Task directions: Count the lines in the rows below that contain the string "green", treating uppercase and lowercase letters as distinct, and reply with the number alone.
◇ ◇ ◇ ◇ ◇
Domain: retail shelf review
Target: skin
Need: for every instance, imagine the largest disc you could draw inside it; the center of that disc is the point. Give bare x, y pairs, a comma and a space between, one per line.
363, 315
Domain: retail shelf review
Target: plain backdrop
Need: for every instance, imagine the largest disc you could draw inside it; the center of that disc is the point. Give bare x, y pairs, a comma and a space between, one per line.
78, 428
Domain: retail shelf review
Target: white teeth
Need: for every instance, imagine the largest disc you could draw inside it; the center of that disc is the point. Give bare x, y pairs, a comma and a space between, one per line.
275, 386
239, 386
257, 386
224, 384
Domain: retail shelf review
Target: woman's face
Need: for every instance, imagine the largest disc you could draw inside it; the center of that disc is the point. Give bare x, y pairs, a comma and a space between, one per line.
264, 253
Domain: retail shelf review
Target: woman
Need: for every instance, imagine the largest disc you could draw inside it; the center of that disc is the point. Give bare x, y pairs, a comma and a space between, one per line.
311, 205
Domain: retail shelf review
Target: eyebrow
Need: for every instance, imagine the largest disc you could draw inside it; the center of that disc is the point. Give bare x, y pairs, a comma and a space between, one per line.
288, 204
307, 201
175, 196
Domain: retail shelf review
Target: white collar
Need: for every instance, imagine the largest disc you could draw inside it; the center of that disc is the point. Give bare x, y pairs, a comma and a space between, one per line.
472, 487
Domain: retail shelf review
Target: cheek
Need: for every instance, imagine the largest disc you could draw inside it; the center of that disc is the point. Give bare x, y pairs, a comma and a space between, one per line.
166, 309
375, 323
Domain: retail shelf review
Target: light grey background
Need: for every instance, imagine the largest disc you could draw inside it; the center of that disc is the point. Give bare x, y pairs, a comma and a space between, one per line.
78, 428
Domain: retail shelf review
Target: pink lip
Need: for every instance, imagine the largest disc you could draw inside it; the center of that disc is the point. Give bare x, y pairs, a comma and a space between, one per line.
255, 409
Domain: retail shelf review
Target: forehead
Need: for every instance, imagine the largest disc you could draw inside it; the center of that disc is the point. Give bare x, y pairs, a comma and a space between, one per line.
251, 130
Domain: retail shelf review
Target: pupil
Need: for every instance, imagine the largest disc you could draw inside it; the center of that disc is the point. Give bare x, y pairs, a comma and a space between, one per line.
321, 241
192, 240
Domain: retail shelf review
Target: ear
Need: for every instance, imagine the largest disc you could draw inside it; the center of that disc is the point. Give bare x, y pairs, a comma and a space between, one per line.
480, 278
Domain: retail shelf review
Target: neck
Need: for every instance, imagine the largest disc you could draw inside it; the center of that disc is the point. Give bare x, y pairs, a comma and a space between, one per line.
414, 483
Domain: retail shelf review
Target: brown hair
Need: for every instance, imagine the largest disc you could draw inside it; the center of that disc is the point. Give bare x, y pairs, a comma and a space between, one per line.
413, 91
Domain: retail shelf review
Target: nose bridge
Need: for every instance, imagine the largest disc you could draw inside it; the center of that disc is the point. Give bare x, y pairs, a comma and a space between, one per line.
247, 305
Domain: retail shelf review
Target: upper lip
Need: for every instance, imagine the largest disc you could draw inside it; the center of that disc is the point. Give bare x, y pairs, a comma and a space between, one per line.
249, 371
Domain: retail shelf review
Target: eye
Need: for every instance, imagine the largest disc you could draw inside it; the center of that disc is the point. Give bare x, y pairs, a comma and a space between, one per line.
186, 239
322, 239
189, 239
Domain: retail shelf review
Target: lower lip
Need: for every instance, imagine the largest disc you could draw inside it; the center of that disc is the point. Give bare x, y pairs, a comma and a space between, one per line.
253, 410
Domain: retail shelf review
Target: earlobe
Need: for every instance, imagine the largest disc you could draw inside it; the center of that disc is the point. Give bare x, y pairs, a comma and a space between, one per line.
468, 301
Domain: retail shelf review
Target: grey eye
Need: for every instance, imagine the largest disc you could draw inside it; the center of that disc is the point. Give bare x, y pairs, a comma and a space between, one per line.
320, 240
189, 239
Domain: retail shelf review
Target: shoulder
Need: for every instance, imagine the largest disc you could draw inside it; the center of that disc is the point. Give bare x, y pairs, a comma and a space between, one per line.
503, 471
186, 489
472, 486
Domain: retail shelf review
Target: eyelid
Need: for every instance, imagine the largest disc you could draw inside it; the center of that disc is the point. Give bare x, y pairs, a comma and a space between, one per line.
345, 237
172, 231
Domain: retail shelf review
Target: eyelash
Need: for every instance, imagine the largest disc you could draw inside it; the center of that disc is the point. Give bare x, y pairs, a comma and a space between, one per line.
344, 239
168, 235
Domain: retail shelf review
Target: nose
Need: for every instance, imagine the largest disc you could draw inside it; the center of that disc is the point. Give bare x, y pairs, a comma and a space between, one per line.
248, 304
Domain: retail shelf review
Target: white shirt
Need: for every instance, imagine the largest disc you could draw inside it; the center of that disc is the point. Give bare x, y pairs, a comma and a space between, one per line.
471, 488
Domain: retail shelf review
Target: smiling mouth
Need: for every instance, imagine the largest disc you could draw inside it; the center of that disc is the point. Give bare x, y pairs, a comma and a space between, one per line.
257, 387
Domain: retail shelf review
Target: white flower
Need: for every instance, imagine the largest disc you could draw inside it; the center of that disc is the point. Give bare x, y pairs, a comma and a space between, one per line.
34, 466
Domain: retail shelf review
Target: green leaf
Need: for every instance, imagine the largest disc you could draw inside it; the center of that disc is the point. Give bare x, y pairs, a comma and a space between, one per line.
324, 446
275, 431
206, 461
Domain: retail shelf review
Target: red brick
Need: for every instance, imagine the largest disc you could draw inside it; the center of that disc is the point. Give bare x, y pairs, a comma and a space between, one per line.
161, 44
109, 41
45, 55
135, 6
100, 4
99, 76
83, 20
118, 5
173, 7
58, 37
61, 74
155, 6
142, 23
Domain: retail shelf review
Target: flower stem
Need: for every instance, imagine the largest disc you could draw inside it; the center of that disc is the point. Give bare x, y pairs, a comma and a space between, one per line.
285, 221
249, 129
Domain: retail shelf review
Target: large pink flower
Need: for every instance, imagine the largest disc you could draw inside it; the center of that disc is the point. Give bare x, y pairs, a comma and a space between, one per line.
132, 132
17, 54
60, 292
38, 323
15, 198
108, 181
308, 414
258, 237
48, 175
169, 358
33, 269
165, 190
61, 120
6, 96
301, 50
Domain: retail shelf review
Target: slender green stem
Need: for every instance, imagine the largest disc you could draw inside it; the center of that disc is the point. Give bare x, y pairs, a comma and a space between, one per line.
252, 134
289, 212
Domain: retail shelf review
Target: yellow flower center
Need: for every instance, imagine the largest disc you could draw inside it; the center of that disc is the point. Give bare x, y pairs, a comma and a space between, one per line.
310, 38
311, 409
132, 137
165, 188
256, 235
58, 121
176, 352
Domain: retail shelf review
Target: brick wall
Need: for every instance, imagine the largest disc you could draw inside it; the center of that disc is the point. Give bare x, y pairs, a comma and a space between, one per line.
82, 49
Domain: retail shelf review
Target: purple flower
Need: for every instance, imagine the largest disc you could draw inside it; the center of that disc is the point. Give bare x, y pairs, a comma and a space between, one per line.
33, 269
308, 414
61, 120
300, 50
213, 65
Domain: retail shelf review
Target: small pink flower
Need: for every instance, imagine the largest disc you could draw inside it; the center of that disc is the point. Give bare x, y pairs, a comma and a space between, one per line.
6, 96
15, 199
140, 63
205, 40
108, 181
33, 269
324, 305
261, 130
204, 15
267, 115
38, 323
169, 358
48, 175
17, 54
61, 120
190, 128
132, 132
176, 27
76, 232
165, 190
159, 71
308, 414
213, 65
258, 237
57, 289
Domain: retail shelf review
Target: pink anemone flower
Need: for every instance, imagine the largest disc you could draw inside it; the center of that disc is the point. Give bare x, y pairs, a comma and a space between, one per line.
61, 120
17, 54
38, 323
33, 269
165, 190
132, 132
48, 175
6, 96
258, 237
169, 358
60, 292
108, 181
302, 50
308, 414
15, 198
◇ ◇ ◇ ◇ ◇
Result of this exercise: 2